Short task
Repeat the data below exactly, dropping any pictures it holds.

-- Begin Record set --

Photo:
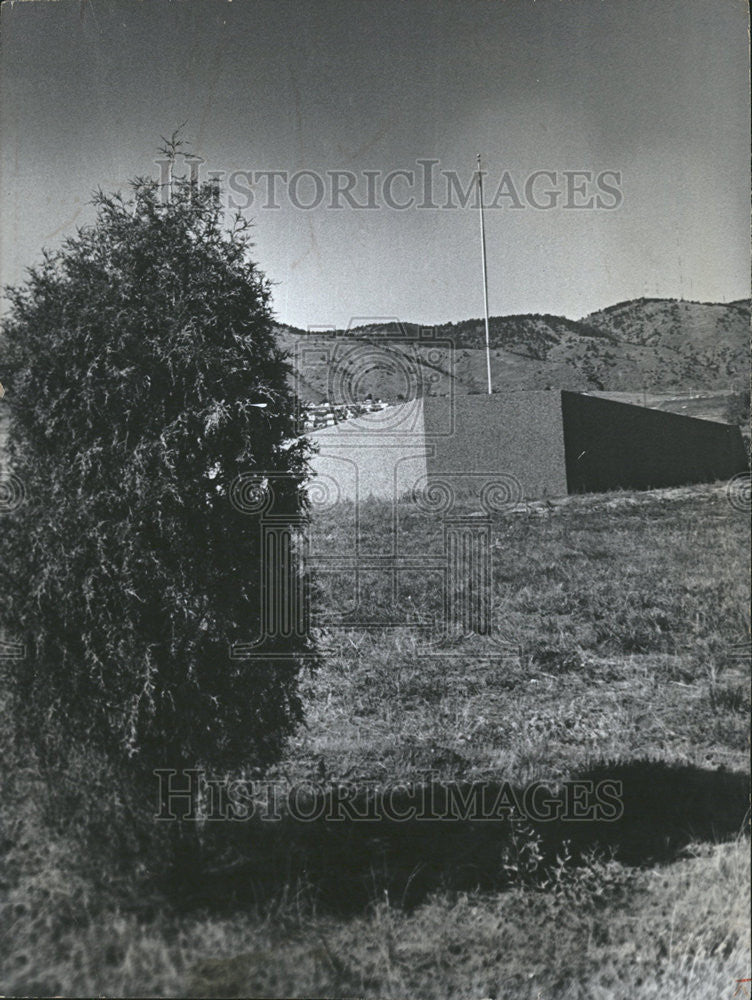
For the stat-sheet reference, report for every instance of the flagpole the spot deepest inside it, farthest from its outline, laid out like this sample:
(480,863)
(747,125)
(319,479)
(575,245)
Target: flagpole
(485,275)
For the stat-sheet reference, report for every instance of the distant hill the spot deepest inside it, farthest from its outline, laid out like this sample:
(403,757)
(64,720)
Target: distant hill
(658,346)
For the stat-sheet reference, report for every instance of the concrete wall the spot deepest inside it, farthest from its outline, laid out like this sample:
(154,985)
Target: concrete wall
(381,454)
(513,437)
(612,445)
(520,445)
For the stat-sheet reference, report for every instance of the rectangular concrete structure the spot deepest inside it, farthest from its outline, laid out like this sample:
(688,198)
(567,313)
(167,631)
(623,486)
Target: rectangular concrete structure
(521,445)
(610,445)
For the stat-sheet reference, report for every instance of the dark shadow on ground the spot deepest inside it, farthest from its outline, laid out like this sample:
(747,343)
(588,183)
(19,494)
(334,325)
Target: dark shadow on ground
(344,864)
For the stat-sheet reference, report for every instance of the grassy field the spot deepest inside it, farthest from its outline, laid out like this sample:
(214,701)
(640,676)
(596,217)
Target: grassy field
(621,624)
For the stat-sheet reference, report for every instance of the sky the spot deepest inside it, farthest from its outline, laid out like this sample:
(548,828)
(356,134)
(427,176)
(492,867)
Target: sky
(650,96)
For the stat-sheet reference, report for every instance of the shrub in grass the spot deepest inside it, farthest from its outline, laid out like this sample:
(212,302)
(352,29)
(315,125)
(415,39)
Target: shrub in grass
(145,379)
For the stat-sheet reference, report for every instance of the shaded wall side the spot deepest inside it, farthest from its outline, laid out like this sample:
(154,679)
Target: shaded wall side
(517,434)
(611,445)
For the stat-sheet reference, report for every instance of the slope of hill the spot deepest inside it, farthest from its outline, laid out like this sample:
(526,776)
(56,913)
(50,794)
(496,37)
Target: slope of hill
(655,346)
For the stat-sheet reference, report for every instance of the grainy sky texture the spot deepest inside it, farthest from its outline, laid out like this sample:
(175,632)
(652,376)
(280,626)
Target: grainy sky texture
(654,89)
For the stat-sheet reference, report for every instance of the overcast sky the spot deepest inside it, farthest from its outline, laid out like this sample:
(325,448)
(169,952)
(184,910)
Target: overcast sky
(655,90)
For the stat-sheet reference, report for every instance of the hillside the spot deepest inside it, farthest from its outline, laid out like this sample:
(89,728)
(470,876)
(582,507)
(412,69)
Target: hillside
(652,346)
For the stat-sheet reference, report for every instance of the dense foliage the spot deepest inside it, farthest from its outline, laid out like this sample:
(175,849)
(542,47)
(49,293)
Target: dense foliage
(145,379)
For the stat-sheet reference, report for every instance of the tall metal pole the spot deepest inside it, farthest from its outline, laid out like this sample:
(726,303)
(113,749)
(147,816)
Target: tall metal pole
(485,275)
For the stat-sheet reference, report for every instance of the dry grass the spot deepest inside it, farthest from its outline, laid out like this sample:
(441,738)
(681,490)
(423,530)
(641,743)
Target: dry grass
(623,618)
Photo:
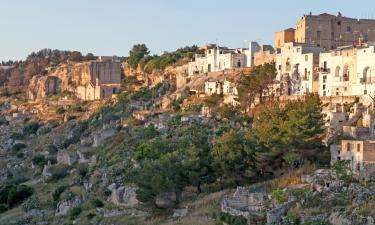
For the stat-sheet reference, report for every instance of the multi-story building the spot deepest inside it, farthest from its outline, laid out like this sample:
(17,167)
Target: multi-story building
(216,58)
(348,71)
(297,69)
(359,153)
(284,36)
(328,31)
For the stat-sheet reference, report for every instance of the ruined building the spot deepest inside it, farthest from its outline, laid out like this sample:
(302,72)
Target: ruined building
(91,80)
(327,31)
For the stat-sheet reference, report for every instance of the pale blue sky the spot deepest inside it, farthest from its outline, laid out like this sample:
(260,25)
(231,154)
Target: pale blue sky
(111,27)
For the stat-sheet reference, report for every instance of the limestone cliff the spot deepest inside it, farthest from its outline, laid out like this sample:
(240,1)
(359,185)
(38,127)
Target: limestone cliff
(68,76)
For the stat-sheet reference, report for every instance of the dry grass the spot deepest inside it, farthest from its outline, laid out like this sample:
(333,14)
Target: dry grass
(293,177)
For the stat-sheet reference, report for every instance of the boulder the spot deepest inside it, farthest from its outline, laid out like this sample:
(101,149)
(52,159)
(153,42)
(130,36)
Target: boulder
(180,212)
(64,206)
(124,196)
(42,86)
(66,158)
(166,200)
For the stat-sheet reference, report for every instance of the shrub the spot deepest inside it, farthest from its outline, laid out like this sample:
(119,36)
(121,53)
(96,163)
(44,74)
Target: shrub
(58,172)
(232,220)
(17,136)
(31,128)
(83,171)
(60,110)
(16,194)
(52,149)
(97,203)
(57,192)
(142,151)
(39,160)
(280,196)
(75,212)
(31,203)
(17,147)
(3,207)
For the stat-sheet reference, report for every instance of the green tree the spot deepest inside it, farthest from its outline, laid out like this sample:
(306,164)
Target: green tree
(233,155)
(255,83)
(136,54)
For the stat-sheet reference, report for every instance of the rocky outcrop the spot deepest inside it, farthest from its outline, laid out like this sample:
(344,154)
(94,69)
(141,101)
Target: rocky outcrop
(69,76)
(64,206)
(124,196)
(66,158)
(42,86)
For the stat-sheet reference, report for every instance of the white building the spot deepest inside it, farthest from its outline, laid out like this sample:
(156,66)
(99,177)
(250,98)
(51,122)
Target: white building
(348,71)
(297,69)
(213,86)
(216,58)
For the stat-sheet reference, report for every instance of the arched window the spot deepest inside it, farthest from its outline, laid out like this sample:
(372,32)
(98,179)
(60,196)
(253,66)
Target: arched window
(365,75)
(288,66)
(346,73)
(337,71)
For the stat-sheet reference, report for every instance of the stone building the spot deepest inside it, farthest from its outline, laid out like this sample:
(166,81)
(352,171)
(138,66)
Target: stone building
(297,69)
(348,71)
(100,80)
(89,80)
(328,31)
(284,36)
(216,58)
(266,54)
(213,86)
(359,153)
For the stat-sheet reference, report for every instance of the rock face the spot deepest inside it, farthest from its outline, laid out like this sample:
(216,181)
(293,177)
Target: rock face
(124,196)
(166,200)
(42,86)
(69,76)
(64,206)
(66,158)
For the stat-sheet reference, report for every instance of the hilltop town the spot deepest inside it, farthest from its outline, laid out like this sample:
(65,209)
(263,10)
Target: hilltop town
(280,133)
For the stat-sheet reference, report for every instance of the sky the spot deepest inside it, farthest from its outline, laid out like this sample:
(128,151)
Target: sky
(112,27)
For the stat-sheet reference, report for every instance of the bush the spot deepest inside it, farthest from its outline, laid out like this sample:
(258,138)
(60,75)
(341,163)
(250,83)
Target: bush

-- End Record set --

Exercise answer
Photo:
For the stat-sheet reference, report for every instance of the flagpole the spot deepest inside it, farthest from its outline, laid out like this sample:
(480,863)
(747,125)
(319,479)
(575,245)
Target: flagpole
(485,275)
For the stat-sheet reference, report for every instance of the distant hill the spot deepest inside it, farthest from its outline, laid out like this sample:
(403,757)
(64,720)
Target: distant hill
(658,346)
For the stat-sheet reference, report for every instance of the concrete wall the spot deepest inside it, farthest from its outline, laid out like this sample:
(154,985)
Target: concrete wall
(381,454)
(513,437)
(612,445)
(520,445)
For the stat-sheet reference, report for every instance of the rectangular concrete structure the spot deepest inside it, farthest from its outline, laid out like this sample:
(688,198)
(567,313)
(167,631)
(623,486)
Target: rectangular concrete structure
(521,445)
(610,445)
For the stat-sheet reference, report for every instance of the dark shadow on ground the spot deepest inside it, farthest from its outline, laid out like this sample:
(747,343)
(588,183)
(19,494)
(334,325)
Target: dark shadow on ground
(344,864)
For the stat-sheet reference, report for every instance of the grassy field the spot deepest inside it, farthest from its outline, laid out like this sample:
(214,701)
(640,676)
(596,217)
Target: grassy field
(621,624)
For the stat-sheet reference, report for every instance of the sky the spot deepest inside it, farthest from its outline, laid out like this sample:
(548,828)
(356,134)
(427,176)
(492,867)
Target: sky
(650,96)
For the stat-sheet reference, report for every instance of the shrub in grass the spot deepest inside it, farthest from its outline, laid out like this sample:
(212,302)
(352,29)
(315,125)
(415,39)
Target: shrub in grass
(145,379)
For the stat-sheet reference, report for every instance of the shaded wall side the spot deepest inside it, farthest from its outline, laid out like this sample:
(154,679)
Target: shaded wall side
(517,434)
(611,445)
For the stat-sheet reference, report for every instance of the slope of hill the spot deepest inside it, farthest from its outline, laid out like this sample:
(526,776)
(56,913)
(50,794)
(496,37)
Target: slope of hill
(655,346)
For the stat-sheet reference, report for every instance of the grainy sky texture the spot deepest inside it, farthest from its outline, laid out like this sample:
(175,632)
(652,376)
(280,626)
Target: grainy sky texture
(654,89)
For the stat-sheet reference, report for every instance of the overcast sky the spot deepest inside it, farthest from its outline, laid out like this sample:
(325,448)
(169,952)
(184,910)
Target: overcast sky
(655,90)
For the stat-sheet reference, report for every instance of the hillside the spot deepest inside it, farthest from its outline, laid out like this sample:
(89,728)
(470,876)
(582,507)
(412,69)
Target: hillside
(652,346)
For the stat-sheet reference, report for every instance of the dense foliage the spot deepest inside it, farthest from its outline, laid out like this sample:
(175,849)
(542,47)
(49,293)
Target: dense foliage
(145,379)
For the stat-sheet reference, report for every instance of the tall metal pole the spot deepest inside it, farthest from its outline, laid out like this sample:
(726,303)
(113,749)
(147,816)
Target: tall metal pole
(485,275)
For the stat-sheet reference, report for every instance of the dry grass the spot deepest inside it, farthest from its outline, laid out like this sample:
(441,738)
(681,490)
(423,530)
(641,743)
Target: dry grass
(623,618)
Photo:
For the stat-sheet reference, report for every instance of the multi-story building the spot deepest inside it, farthest from its outline, laid out like this sample:
(17,167)
Target: multi-story building
(216,58)
(348,71)
(297,69)
(359,153)
(284,36)
(328,31)
For the stat-sheet reference, report for every instance of the ruined building the spot deepest inside it, farthest from its outline, laid out like this sample:
(302,72)
Target: ruined building
(91,80)
(327,31)
For the stat-sheet reference, report for every instance of the pale blue sky the spot deepest inside it, farthest from its outline, laid out like this sample:
(260,25)
(231,154)
Target: pale blue sky
(111,27)
For the stat-sheet reference, report for every instance of the limestone cliff the spot deepest inside it, farthest from its outline, laid out like this sample:
(240,1)
(359,185)
(38,127)
Target: limestone cliff
(68,76)
For the stat-sheet reference, report for every instance of the dry grass the spot deepest inside it, farthest from its outline, laid out like this sample:
(333,14)
Target: dry grass
(293,177)
For the stat-sheet reference, report for every instance of the boulder the spot deepest inside it, farthest from its outline, laid out like this sample:
(101,149)
(52,159)
(153,42)
(130,36)
Target: boulder
(180,212)
(64,206)
(124,196)
(42,86)
(66,158)
(166,200)
For the stat-sheet reference, report for every instance of the shrub the spot deepest inside it, farthest from its outline, laid out like this sample:
(119,36)
(121,53)
(96,163)
(44,74)
Target: shrub
(58,172)
(232,220)
(17,136)
(31,128)
(83,171)
(60,110)
(16,194)
(52,149)
(97,203)
(57,192)
(142,151)
(39,160)
(280,196)
(75,212)
(31,203)
(17,147)
(3,207)
For the stat-sheet reference, report for every instance of the green tree the spot deepest inside it, farthest from its outline, laid out like this sample:
(306,164)
Target: green tree
(233,155)
(255,83)
(136,54)
For the stat-sheet reference, report for every instance of the rocky outcrop the spot deepest inside it, farthest from its outline, laid out like this sample:
(344,154)
(94,69)
(141,101)
Target: rocky outcrop
(69,76)
(64,206)
(124,196)
(66,158)
(42,86)
For the stat-sheet reference, report for every instance of the white building the spot deepest inside it, farthest from its outline, laid out like this sample:
(156,66)
(99,177)
(250,98)
(51,122)
Target: white building
(348,71)
(297,69)
(213,86)
(216,58)
For the stat-sheet reference, report for every instance of the arched window the spot deepest inside it, farthest from its outline, laid out like this sample:
(372,32)
(98,179)
(60,196)
(253,66)
Target: arched window
(365,75)
(288,66)
(346,73)
(337,71)
For the stat-sheet reference, report for every instance of the stone building the spot deepest inside it, farthest from its outline, laid out like this sample:
(166,81)
(352,171)
(138,66)
Target: stone building
(297,69)
(348,71)
(100,80)
(89,80)
(328,31)
(284,36)
(216,58)
(266,54)
(213,86)
(359,153)
For the stat-sheet reference, report for every instance of the rock face the spot deepest inside it, farthest from its outline, laid out like this sample:
(216,181)
(293,177)
Target: rock face
(124,196)
(166,200)
(42,86)
(69,76)
(64,206)
(66,158)
For the stat-sheet reference, report for every instance of the hilltop town the spot deepest inside it, farthest from its outline, laid out like this sample:
(65,209)
(263,10)
Target: hilltop town
(280,133)
For the stat-sheet reference, report for every instance of the sky the spot deepest inside it, farthest from its outline, laid out like this sample:
(128,151)
Target: sky
(112,27)
For the stat-sheet reference, report for every instance of the bush the spot deepest inside it, farthest from its outline, laid out like this sample:
(258,138)
(60,75)
(341,163)
(250,83)
Target: bush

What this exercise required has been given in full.